* **Work to do**
Update the data from the line with "Task: where can the nike text" up to and including the line with "x=876, y=54" by swapping "instance" for "occurrence" and keeping everything else unchanged. Return only those lines.

* **Provided records**
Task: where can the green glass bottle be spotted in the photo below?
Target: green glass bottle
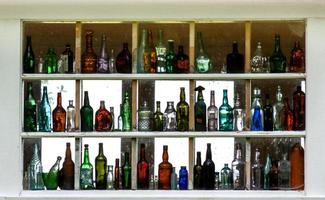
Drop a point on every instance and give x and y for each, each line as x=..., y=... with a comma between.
x=158, y=117
x=170, y=58
x=225, y=114
x=100, y=169
x=200, y=111
x=126, y=172
x=277, y=59
x=182, y=112
x=86, y=172
x=30, y=110
x=126, y=113
x=86, y=115
x=51, y=62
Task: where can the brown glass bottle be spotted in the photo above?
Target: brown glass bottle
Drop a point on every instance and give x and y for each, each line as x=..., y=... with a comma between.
x=165, y=171
x=59, y=116
x=297, y=167
x=89, y=58
x=143, y=170
x=67, y=171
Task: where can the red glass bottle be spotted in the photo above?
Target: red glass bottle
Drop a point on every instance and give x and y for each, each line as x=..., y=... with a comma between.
x=103, y=118
x=59, y=116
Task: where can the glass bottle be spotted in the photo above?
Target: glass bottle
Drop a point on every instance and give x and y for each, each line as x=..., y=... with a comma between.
x=170, y=58
x=170, y=117
x=225, y=114
x=297, y=59
x=100, y=169
x=284, y=168
x=161, y=53
x=200, y=111
x=208, y=170
x=86, y=115
x=182, y=112
x=103, y=118
x=257, y=115
x=257, y=172
x=287, y=116
x=299, y=109
x=277, y=109
x=71, y=117
x=35, y=170
x=86, y=172
x=182, y=61
x=51, y=62
x=183, y=178
x=126, y=113
x=277, y=59
x=158, y=118
x=29, y=58
x=212, y=114
x=89, y=58
x=238, y=169
x=297, y=167
x=257, y=62
x=30, y=123
x=145, y=118
x=143, y=169
x=110, y=177
x=59, y=116
x=198, y=173
x=124, y=60
x=164, y=171
x=235, y=60
x=202, y=61
x=268, y=114
x=239, y=115
x=67, y=171
x=102, y=64
x=44, y=113
x=226, y=178
x=126, y=172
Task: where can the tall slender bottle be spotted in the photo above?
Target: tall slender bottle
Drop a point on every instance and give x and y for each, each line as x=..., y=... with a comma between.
x=44, y=113
x=89, y=58
x=67, y=171
x=164, y=171
x=238, y=169
x=277, y=59
x=299, y=109
x=225, y=114
x=86, y=172
x=30, y=124
x=86, y=115
x=126, y=172
x=182, y=112
x=29, y=58
x=100, y=169
x=235, y=60
x=161, y=53
x=257, y=115
x=208, y=170
x=143, y=169
x=59, y=116
x=212, y=114
x=102, y=64
x=200, y=111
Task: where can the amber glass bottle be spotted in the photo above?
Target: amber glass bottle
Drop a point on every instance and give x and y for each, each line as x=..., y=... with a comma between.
x=165, y=171
x=89, y=58
x=59, y=116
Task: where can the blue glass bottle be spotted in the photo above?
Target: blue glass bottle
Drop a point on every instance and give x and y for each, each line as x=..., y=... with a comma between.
x=44, y=113
x=183, y=178
x=257, y=115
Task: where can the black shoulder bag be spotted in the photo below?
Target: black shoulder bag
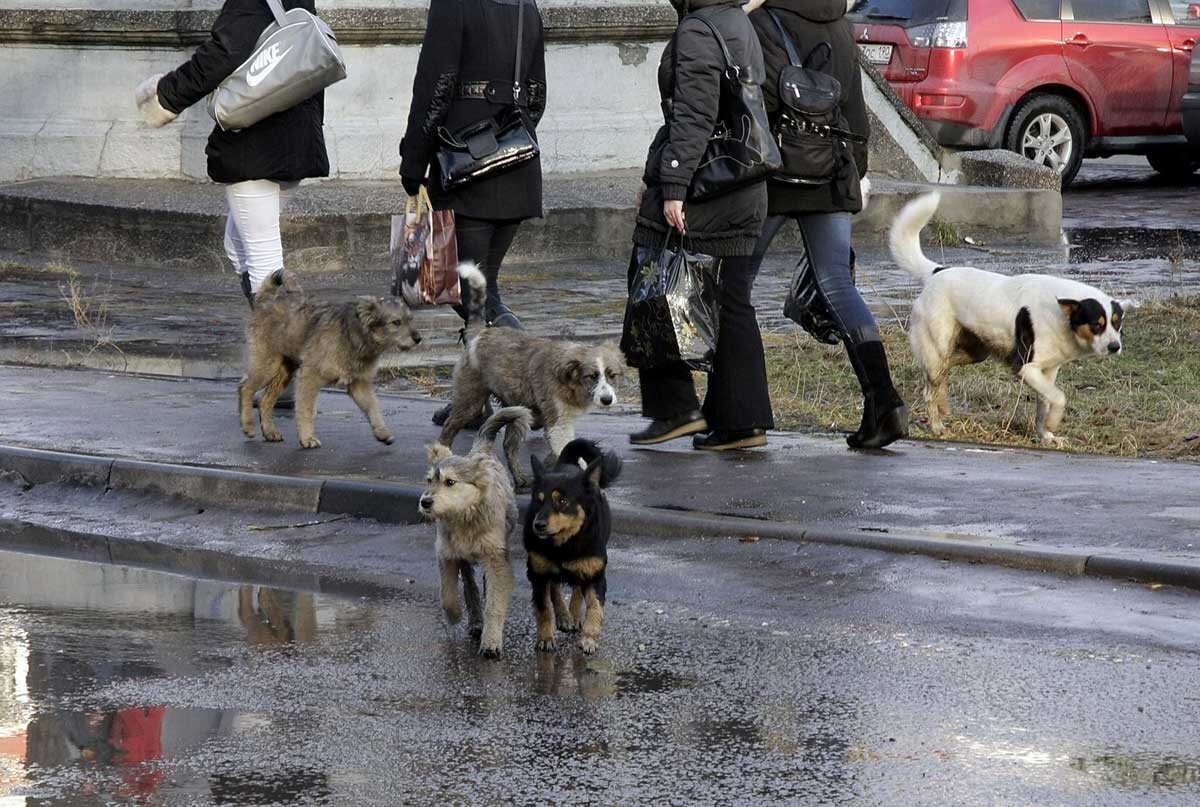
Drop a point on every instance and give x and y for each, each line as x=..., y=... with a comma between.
x=492, y=145
x=741, y=150
x=807, y=126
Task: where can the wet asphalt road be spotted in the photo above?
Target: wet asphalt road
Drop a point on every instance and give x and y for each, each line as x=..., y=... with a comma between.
x=730, y=674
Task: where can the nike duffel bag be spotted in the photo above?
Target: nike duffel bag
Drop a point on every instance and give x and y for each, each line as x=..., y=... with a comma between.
x=295, y=58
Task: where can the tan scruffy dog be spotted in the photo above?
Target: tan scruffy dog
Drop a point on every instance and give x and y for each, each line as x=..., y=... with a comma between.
x=475, y=508
x=323, y=344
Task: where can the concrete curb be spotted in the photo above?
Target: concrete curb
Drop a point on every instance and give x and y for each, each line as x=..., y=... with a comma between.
x=396, y=503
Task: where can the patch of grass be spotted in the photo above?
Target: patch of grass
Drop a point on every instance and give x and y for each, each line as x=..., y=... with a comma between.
x=1145, y=402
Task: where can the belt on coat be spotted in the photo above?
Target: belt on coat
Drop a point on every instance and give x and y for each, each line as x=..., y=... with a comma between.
x=529, y=94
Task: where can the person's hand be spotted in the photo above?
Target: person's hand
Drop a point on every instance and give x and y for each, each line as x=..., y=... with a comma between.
x=672, y=210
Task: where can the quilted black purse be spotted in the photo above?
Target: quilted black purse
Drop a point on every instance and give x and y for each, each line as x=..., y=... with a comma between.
x=742, y=150
x=492, y=145
x=807, y=126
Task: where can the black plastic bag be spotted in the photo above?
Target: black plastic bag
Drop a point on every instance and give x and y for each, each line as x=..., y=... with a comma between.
x=672, y=312
x=808, y=308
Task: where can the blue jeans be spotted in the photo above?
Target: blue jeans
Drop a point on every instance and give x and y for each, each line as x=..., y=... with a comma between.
x=827, y=240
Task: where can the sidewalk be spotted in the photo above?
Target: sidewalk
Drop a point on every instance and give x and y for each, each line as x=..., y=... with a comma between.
x=1066, y=509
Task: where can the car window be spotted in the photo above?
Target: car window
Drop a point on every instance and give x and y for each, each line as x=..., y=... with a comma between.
x=1186, y=11
x=1038, y=9
x=1111, y=11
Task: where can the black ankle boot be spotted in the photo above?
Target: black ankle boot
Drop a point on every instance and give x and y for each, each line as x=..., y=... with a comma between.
x=885, y=413
x=246, y=290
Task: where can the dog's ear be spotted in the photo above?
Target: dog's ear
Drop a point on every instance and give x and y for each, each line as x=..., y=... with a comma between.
x=613, y=358
x=570, y=371
x=594, y=472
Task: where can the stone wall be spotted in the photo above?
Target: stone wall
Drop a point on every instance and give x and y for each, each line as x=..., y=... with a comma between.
x=70, y=70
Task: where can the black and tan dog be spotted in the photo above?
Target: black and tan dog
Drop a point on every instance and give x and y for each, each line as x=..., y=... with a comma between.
x=567, y=538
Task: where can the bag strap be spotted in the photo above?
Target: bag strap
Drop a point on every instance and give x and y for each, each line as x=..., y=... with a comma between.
x=277, y=11
x=516, y=61
x=792, y=55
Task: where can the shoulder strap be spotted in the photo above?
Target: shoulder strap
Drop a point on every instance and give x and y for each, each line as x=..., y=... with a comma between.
x=516, y=63
x=792, y=55
x=720, y=40
x=277, y=11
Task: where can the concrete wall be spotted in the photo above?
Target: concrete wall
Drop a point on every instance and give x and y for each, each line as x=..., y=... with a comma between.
x=70, y=67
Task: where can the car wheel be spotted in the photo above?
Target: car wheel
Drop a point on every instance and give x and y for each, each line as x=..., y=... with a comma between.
x=1049, y=130
x=1174, y=163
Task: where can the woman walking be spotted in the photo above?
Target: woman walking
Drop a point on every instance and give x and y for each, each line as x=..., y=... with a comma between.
x=257, y=165
x=822, y=210
x=465, y=76
x=737, y=406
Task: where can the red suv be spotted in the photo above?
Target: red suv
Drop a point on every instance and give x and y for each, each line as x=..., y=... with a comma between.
x=1053, y=79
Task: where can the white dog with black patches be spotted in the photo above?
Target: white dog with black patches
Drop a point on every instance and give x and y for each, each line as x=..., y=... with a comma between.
x=1035, y=323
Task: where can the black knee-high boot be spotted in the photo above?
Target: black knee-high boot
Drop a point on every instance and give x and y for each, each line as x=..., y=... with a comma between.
x=885, y=413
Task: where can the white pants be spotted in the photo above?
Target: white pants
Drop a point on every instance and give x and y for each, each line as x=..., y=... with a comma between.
x=252, y=232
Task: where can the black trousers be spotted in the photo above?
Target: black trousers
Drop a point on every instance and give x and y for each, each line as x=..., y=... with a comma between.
x=485, y=241
x=737, y=396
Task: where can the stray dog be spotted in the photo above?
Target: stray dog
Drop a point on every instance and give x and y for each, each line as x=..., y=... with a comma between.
x=327, y=342
x=567, y=538
x=557, y=381
x=1033, y=323
x=475, y=508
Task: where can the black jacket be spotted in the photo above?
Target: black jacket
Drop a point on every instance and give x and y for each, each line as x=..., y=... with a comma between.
x=287, y=147
x=690, y=78
x=469, y=41
x=810, y=23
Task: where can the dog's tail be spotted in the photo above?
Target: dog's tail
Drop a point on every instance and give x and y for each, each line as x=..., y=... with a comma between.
x=905, y=237
x=515, y=420
x=474, y=286
x=588, y=452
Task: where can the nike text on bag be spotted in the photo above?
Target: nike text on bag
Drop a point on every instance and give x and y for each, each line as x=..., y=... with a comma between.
x=295, y=58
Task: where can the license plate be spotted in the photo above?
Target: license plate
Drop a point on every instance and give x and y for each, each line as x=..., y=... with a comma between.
x=876, y=54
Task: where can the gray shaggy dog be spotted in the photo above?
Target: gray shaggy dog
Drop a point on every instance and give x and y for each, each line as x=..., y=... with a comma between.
x=475, y=508
x=322, y=344
x=557, y=380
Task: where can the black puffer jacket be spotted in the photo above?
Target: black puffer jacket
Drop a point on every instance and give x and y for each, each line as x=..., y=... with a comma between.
x=690, y=77
x=469, y=41
x=810, y=23
x=286, y=147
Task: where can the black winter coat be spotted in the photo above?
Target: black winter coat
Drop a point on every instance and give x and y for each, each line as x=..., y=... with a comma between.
x=810, y=23
x=468, y=41
x=690, y=78
x=288, y=145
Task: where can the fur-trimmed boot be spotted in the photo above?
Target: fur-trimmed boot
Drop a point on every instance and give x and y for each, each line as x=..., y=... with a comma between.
x=885, y=413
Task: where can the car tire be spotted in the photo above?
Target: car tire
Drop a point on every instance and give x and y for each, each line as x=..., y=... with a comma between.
x=1049, y=130
x=1175, y=163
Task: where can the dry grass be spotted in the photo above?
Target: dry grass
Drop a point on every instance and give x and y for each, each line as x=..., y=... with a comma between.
x=1146, y=402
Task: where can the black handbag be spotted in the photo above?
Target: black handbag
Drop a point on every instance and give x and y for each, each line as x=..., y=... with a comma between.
x=742, y=150
x=807, y=126
x=492, y=145
x=672, y=312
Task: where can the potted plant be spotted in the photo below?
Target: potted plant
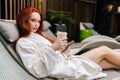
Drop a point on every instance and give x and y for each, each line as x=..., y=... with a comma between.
x=59, y=18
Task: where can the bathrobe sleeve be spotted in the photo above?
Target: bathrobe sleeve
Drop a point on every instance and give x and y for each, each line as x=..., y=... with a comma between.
x=44, y=61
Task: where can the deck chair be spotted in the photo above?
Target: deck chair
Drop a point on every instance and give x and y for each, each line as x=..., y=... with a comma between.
x=11, y=66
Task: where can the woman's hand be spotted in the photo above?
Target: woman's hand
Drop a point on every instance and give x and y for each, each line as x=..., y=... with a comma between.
x=59, y=44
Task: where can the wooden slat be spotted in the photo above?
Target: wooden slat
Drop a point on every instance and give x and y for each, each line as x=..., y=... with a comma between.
x=10, y=9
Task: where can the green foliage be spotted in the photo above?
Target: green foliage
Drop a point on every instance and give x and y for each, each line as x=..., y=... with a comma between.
x=60, y=17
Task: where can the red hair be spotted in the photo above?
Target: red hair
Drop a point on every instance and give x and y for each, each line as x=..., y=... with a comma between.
x=22, y=22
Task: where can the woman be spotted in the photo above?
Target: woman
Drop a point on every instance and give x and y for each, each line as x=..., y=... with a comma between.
x=42, y=56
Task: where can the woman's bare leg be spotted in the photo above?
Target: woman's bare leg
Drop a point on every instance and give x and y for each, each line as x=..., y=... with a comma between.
x=108, y=65
x=104, y=56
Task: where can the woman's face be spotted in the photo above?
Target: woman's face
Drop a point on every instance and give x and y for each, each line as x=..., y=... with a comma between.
x=34, y=21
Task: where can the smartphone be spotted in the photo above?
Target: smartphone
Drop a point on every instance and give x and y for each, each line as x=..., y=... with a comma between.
x=69, y=44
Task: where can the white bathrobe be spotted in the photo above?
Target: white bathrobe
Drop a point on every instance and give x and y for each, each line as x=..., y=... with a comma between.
x=41, y=60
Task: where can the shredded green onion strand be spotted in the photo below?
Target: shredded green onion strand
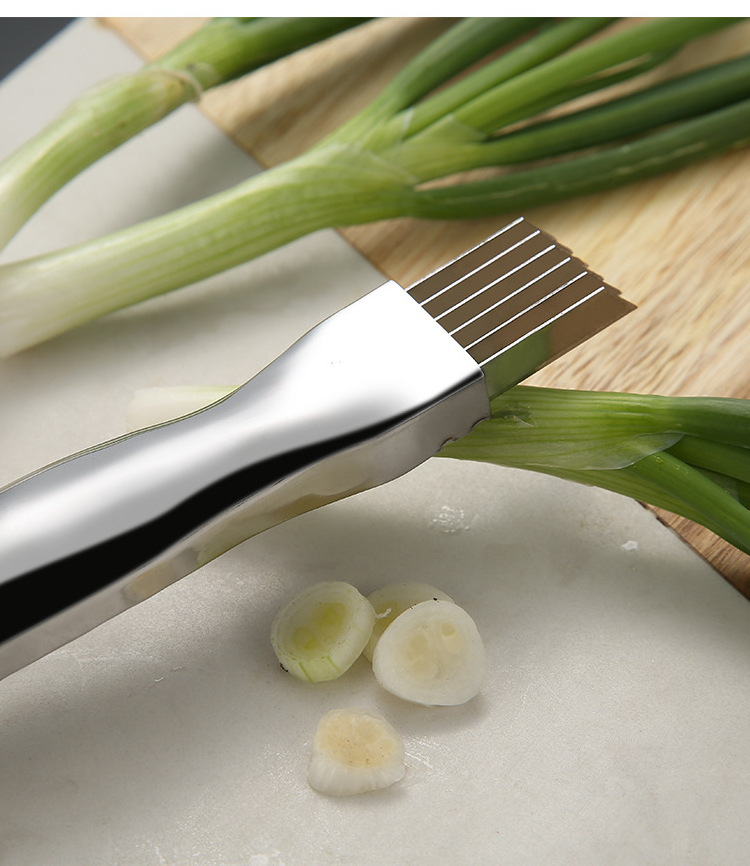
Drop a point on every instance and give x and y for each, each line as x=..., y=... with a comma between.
x=612, y=440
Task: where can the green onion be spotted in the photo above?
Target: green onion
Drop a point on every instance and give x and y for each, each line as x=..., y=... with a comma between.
x=687, y=455
x=654, y=449
x=118, y=109
x=444, y=113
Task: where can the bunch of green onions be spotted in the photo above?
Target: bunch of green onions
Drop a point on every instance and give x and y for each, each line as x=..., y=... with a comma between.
x=430, y=123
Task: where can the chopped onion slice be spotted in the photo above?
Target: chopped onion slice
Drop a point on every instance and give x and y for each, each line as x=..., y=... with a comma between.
x=355, y=751
x=431, y=654
x=392, y=600
x=321, y=632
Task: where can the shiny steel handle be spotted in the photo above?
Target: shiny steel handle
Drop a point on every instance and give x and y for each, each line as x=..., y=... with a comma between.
x=362, y=398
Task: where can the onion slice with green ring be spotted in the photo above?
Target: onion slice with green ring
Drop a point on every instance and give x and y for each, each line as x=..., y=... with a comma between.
x=321, y=632
x=431, y=654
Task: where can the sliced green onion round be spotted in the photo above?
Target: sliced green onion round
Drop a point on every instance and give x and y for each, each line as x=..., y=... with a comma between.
x=431, y=654
x=392, y=600
x=322, y=631
x=355, y=751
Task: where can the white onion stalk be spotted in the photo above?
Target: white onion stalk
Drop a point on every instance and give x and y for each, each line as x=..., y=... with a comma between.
x=431, y=122
x=392, y=600
x=355, y=751
x=431, y=654
x=687, y=455
x=157, y=405
x=321, y=632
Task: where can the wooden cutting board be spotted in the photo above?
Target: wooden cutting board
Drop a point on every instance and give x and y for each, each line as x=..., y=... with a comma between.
x=678, y=246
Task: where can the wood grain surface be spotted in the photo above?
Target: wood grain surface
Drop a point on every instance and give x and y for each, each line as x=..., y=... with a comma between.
x=678, y=246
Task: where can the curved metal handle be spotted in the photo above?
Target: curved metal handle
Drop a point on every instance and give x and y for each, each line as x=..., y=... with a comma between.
x=362, y=398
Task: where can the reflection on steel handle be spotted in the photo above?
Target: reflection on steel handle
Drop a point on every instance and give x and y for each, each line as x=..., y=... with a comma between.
x=362, y=398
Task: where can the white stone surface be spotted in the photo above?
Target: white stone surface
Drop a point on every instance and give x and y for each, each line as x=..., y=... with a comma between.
x=612, y=728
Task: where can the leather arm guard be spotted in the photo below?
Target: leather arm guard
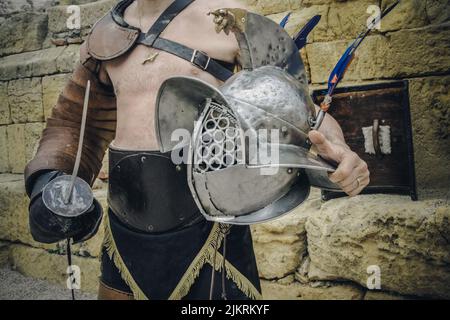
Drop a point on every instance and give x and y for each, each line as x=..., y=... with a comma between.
x=58, y=145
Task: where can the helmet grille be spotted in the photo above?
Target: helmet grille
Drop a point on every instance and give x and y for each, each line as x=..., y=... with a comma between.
x=219, y=142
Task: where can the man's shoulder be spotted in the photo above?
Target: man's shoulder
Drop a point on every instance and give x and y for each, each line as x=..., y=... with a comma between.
x=211, y=5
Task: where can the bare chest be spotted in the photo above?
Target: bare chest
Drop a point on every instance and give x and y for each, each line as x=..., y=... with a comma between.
x=138, y=75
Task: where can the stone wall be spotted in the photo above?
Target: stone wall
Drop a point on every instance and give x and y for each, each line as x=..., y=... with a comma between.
x=322, y=250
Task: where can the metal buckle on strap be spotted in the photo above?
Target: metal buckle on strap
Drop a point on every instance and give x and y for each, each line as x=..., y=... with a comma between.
x=194, y=55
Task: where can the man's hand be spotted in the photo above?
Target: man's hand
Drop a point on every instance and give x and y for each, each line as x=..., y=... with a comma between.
x=352, y=174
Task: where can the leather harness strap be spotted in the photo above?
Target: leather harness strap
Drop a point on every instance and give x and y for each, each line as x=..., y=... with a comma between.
x=152, y=39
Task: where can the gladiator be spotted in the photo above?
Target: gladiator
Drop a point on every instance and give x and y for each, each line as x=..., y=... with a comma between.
x=180, y=229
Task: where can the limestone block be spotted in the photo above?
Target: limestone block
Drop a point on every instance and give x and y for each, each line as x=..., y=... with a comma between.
x=16, y=147
x=14, y=218
x=89, y=14
x=385, y=56
x=429, y=103
x=67, y=61
x=381, y=295
x=273, y=290
x=405, y=239
x=39, y=63
x=406, y=15
x=4, y=160
x=25, y=100
x=4, y=253
x=8, y=7
x=5, y=115
x=281, y=244
x=33, y=133
x=41, y=264
x=438, y=11
x=51, y=88
x=22, y=32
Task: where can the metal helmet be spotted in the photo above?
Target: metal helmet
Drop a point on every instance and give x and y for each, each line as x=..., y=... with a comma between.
x=248, y=157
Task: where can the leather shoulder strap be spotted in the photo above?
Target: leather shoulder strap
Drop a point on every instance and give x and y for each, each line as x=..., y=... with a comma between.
x=109, y=39
x=165, y=18
x=197, y=58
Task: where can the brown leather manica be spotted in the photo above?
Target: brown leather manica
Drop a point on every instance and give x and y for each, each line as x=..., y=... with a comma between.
x=58, y=145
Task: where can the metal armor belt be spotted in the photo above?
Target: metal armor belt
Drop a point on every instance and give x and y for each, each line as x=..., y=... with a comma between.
x=149, y=193
x=152, y=39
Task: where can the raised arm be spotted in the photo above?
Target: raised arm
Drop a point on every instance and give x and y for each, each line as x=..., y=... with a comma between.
x=352, y=174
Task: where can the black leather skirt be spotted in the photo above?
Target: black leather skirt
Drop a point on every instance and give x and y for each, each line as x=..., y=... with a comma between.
x=149, y=193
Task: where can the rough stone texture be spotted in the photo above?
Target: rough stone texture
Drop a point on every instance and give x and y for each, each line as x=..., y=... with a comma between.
x=89, y=14
x=51, y=88
x=9, y=7
x=16, y=147
x=14, y=210
x=22, y=32
x=281, y=244
x=408, y=14
x=4, y=160
x=429, y=103
x=33, y=133
x=407, y=240
x=40, y=264
x=25, y=100
x=380, y=295
x=14, y=286
x=5, y=115
x=4, y=253
x=295, y=291
x=14, y=218
x=39, y=63
x=379, y=56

* **Full output**
Task: where can the nike text on bag be spotted in the photo above?
Target: nike text on bag
Drop a point on every occurrence and give x and y for each, each line as x=..., y=... with a comma between.
x=295, y=58
Task: where can the license plate be spotted in the photo above?
Target: license plate
Drop a point on every occurrence and give x and y for each, each line as x=..., y=... with a comma between.
x=876, y=54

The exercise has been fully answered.